* _Given request 1_:
Answer these questions from the Proletariat article, each on its own line:
(a) In what year did the band form?
(b) At what bar was Richard Brown interviewed, and in which city?
(c) Who took over on guitar from Frank Michaels?
* _Given request 2_:
Using the Proletariat article, answer yes or no to each statement below. Support each answer with the deciding words from the article, quoted exactly.
(a) The band came from Seattle.
(b) The writer first heard the band on the "This is Boston Not LA" compilation.
(c) Peter Bevilacqua joined the band after it reformed.
* _Given request 3_: Carry on the Proletariat article from its final sentence.

* _Page text_:
====

Tuesday, March 28, 2017

The Proletariat: Still relevant after all these years / Interview

Richard Brown with The Proletariat in Tacoma. (All Cat Rose photos)

By Andy; Cat Rose photos

Richard Brown uses the words "sad" and "weird" when describing what it's like for his band The Proletariat to be singing the same lyrics now during a Trump presidency that were written during the Reagan years.

The band has remained relevant 35 years after they broke up, and he thinks so because of the state of the country. He's disgusted by the hate that resides among a large group of Americans, "freakazoids" he calls them. He added that during Obama's terms, some progress was made and some of the hate was being tamped down, but now it's out.

Brown, vocalist and lyricist for the Southeastern Massachusetts band that formed in 1980, discussed both the above topics and his band's reformation six months ago while sipping on a beer last Friday at the Victory Lounge in Seattle. The band was in town for a gig that night at the Black Lodge, an afternoon show the next day at the 5th Dimension garage in Tacoma (as part of the Bleak Outlook Volume V fest) and then another gig that night at Black Water in Portland.

The Proletariat's brain-jarring tunes -- with heaps of puncturing, scraping guitar -- first came onto my radar via the "This is Boston Not LA" compilation album in 1982. "Options," "Religion is the Opium of the Masses" and "Allegiance" were stellar offerings, as was "Voodoo Economics" on the companion EP, "Unsafe At Any Speed."

The current version of the band includes Brown, bassist Peter Bevilacqua, drummer Tom McKnight -- all original members -- and guitarist Don Sanders, who takes the place of original six-stringer Frank Michaels.

====

* _Stored rows_:
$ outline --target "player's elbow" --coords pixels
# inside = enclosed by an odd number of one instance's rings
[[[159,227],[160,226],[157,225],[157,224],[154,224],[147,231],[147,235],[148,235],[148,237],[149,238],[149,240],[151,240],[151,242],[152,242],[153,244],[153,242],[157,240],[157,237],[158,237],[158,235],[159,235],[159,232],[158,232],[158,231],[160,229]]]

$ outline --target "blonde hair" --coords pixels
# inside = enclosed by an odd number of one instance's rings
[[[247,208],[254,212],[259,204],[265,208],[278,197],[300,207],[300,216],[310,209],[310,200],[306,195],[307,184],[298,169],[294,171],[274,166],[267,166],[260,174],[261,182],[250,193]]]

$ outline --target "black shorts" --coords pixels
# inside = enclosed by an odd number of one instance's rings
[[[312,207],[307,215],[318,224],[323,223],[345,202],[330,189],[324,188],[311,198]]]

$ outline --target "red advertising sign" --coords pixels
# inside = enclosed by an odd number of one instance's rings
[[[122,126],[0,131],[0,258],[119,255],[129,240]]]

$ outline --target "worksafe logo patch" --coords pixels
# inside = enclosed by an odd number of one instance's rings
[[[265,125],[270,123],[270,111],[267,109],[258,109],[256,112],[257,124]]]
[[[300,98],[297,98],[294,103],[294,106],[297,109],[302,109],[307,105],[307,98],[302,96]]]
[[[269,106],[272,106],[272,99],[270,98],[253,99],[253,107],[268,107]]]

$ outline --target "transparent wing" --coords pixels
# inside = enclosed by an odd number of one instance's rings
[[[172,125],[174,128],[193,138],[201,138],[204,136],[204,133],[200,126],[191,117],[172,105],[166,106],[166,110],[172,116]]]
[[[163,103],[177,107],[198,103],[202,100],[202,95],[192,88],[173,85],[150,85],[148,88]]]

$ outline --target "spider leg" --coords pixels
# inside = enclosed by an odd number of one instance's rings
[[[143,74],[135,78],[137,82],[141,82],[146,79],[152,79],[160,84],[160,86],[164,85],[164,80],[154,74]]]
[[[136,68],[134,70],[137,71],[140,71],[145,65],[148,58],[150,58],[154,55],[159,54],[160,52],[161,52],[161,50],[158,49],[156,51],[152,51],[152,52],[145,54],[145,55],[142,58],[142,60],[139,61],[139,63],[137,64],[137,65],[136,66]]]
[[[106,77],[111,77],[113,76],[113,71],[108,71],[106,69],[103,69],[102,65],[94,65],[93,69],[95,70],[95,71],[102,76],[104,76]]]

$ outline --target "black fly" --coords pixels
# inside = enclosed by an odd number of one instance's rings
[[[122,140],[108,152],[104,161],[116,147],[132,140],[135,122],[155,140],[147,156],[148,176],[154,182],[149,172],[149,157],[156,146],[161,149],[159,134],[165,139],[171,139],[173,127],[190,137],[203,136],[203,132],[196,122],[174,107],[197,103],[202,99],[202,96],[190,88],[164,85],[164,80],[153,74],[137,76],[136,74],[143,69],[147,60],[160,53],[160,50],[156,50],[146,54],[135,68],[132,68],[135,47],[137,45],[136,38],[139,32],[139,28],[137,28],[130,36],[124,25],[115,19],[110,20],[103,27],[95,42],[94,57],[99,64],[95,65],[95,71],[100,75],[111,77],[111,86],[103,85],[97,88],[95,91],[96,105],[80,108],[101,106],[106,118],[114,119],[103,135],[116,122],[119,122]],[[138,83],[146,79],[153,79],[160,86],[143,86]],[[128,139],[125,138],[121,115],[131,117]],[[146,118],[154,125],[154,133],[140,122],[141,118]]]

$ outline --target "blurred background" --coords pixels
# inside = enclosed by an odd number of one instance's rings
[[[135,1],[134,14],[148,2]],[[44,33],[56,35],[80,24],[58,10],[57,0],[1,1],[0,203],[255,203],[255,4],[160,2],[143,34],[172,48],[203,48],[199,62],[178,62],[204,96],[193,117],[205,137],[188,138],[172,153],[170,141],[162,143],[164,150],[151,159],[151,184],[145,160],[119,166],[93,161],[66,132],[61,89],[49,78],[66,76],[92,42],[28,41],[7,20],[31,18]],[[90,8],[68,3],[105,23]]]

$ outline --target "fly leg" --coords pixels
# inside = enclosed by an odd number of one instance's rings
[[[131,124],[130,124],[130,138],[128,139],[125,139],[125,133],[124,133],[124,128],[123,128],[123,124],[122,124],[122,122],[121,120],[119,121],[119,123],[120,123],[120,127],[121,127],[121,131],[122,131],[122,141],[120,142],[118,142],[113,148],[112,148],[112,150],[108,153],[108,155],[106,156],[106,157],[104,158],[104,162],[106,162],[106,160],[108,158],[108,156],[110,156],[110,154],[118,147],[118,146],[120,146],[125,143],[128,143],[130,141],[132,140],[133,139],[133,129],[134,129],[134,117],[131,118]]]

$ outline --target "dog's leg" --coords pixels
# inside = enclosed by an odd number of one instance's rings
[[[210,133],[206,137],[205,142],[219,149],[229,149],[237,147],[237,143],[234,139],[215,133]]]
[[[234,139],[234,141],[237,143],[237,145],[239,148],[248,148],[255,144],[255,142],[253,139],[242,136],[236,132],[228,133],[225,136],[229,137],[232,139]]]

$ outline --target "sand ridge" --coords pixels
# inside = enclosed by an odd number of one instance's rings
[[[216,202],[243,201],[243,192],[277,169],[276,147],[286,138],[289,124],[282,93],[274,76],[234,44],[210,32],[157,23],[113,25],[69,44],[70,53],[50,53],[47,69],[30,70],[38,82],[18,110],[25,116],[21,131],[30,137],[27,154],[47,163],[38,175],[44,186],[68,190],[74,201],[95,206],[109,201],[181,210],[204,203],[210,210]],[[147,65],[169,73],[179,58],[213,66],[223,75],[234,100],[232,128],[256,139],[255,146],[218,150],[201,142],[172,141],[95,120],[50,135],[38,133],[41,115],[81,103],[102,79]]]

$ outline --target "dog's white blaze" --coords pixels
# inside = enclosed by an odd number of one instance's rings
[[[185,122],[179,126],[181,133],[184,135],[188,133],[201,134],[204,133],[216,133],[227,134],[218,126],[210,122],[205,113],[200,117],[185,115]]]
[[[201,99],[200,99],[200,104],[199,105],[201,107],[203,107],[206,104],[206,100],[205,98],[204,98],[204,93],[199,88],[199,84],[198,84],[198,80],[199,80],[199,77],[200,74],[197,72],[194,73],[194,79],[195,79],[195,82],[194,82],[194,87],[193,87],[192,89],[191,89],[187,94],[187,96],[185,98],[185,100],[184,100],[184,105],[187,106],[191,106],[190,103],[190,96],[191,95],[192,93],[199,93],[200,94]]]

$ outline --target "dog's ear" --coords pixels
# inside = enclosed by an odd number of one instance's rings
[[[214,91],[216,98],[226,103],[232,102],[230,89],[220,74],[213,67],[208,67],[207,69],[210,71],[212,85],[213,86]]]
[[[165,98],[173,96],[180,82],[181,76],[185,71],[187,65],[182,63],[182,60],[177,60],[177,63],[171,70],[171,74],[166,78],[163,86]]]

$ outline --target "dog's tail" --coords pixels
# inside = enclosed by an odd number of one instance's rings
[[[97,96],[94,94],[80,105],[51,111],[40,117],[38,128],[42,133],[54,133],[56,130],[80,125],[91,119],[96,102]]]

====

* _Exercise result 1_:
(a) 1980
(b) The Victory Lounge in Seattle
(c) Don Sanders

* _Exercise result 2_:
(a) No: "the Southeastern Massachusetts band that formed in 1980"
(b) Yes: "first came onto my radar via the "This is Boston Not LA" compilation album in 1982"
(c) No: "bassist Peter Bevilacqua, drummer Tom McKnight -- all original members"

* _Exercise result 3_:
Cat and I witnessed the Seattle and Tacoma gigs and got to spend some time with the down-to-earth and personable band.

They were spot-on live: Brown whipped his body across the stage while barking out lyrics; Bevilacqua hammered away at his off-kilter bass lines; McKnight cracked his drums tightly and with intensity; and Sanders chugged away and gave the songs that unique edge that wound us up back in the day.

Songs from the all the band's releases were represented and people were digging the blistering attack on the senses.

Here's my chat with Brown and Cat's photos of the two Washington gigs:

---Why would this be a good time for you guys to come back on the scene?

"Soma Holiday," our first album (from 1983) got reissued on vinyl on Ss Records, Scott Soriano out of Sacramento. He asked if we'd do it, we said, "Sure," and then we get together having beers and I'm like, "Let's play some shows in conjunction with the reissue." Original guitarist Frank has no interest in playing anymore, so he was, "I give you my blessing, go find another guitarist." So we knew Don from back in the day. He's about 4-5 years younger than us, he was like a little kid hanging around the shows, and we got him and he's been a great fit. It's been fantastic so far.

---What got you guys fired up back in the day to start the band, whether it was musically and what message you wanted to get across?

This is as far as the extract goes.